#### [Task description]
Give every line of the data again, exactly as it is written.

(Exercise data begins)

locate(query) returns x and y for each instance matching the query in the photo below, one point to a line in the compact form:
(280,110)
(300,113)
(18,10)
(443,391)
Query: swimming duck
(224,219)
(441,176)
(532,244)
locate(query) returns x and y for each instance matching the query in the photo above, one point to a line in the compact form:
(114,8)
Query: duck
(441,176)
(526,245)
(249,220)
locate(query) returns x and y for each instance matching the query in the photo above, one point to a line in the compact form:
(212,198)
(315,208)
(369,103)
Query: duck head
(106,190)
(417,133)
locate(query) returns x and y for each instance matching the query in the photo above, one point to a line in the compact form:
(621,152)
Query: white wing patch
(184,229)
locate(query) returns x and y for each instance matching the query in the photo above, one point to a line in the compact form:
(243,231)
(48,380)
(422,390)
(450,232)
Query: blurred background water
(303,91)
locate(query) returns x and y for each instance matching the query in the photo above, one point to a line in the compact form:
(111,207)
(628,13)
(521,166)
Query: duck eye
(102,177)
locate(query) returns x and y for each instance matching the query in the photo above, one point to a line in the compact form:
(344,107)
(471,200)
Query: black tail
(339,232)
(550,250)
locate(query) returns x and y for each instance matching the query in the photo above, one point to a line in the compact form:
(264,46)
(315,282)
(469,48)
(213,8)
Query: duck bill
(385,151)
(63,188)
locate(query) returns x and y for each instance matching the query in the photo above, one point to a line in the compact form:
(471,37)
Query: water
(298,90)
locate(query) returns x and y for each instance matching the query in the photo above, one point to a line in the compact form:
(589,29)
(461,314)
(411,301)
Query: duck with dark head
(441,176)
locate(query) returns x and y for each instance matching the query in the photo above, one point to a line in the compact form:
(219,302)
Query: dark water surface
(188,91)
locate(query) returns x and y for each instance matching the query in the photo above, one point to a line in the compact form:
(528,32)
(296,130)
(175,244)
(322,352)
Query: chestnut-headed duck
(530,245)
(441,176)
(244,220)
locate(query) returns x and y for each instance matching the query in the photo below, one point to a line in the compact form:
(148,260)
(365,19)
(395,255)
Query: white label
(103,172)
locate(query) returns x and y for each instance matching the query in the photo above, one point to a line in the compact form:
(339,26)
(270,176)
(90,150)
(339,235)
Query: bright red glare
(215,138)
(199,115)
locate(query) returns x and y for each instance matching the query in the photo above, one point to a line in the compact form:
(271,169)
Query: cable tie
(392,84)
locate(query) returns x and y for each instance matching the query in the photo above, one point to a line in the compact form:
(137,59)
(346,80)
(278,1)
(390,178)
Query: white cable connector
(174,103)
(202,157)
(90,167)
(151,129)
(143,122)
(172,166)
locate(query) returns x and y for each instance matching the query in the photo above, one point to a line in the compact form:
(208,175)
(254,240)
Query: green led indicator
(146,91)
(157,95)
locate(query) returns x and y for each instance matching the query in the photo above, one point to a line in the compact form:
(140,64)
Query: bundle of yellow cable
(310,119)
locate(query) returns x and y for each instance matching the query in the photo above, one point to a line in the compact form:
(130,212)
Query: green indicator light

(Exercise data ends)

#### [Exercise output]
locate(query) returns x and y for each instance matching the query in the photo below, one point to a line in the compact form:
(280,110)
(300,113)
(18,10)
(443,391)
Query: swimming duck
(224,219)
(441,176)
(532,244)
locate(query) returns x and y for each instance matching the query in the photo above, one point to a line in the compact form:
(114,8)
Query: duck
(441,176)
(526,245)
(249,220)
locate(query) returns x and y for each instance matching the query in the photo above, one point to a line in the compact form:
(212,198)
(315,208)
(369,103)
Query: duck head
(106,190)
(417,133)
locate(query) returns x and y for each instance matching the query in the photo above, one point to a line in the compact form:
(621,152)
Query: white wing patch
(184,229)
locate(query) returns x and y for each instance matching the query in the photo above, one point to a line in the compact form:
(243,231)
(48,380)
(422,390)
(450,232)
Query: blurred background water
(303,91)
locate(query) returns x and y for each instance matching the query in the photo above, one point to a line in the compact form:
(111,207)
(628,13)
(521,166)
Query: duck eye
(102,177)
locate(query) returns x and y for each instance matching the query in the photo above, one point to a line in the compact form:
(344,107)
(471,200)
Query: black tail
(339,232)
(550,250)
locate(query) returns x and y for each instance matching the query in the photo above, one point to a line in the compact form:
(264,46)
(315,282)
(469,48)
(213,8)
Query: duck bill
(385,151)
(63,188)
locate(query) returns x and y for each instance matching the query in the photo above, one point to a line in the compact form:
(471,37)
Query: water
(298,90)
locate(query) returns x and y for each instance matching the query in the photo above, one point to a line in the compact form:
(589,29)
(461,314)
(411,301)
Query: duck with dark head
(441,176)
locate(query) returns x and y for each instance matching the query in the photo above, one point to a line in the compact form:
(219,302)
Query: dark water surface
(188,91)
locate(query) returns x and y for each instance matching the query in the photo above, one point to a line in the compact form:
(528,32)
(296,130)
(175,244)
(322,352)
Query: chestnut-headed duck
(530,245)
(441,176)
(244,220)
locate(query) returns x and y for each instance matching the query in the photo below, one point to a line in the compact form:
(148,260)
(365,19)
(395,255)
Query: white label
(103,172)
locate(query) returns x and y for each instance matching the query in the photo above, one point to a line in the compact form:
(339,26)
(270,176)
(90,150)
(339,235)
Query: bright red glare
(215,138)
(199,115)
locate(query) returns x and y for each instance matching the query in the photo above, one point to a line in the compact form:
(271,169)
Query: cable tie
(392,84)
locate(query) returns x and y for each instance matching the query in the photo above, one point to a line in the compact form:
(137,59)
(346,80)
(278,1)
(390,178)
Query: white cable connector
(174,103)
(202,157)
(90,167)
(151,129)
(143,122)
(172,166)
locate(query) returns x and y for each instance matching the query in the photo above, one point to a line in the compact form:
(208,175)
(254,240)
Query: green led indicator
(146,91)
(157,95)
locate(query) returns x and y for each instance matching the query in the photo above, one point to a line in the compact form:
(140,64)
Query: bundle of yellow cable
(310,119)
locate(query) returns x and y for each instance matching the query in the photo above, one point to a line in the compact form:
(130,212)
Query: green indicator light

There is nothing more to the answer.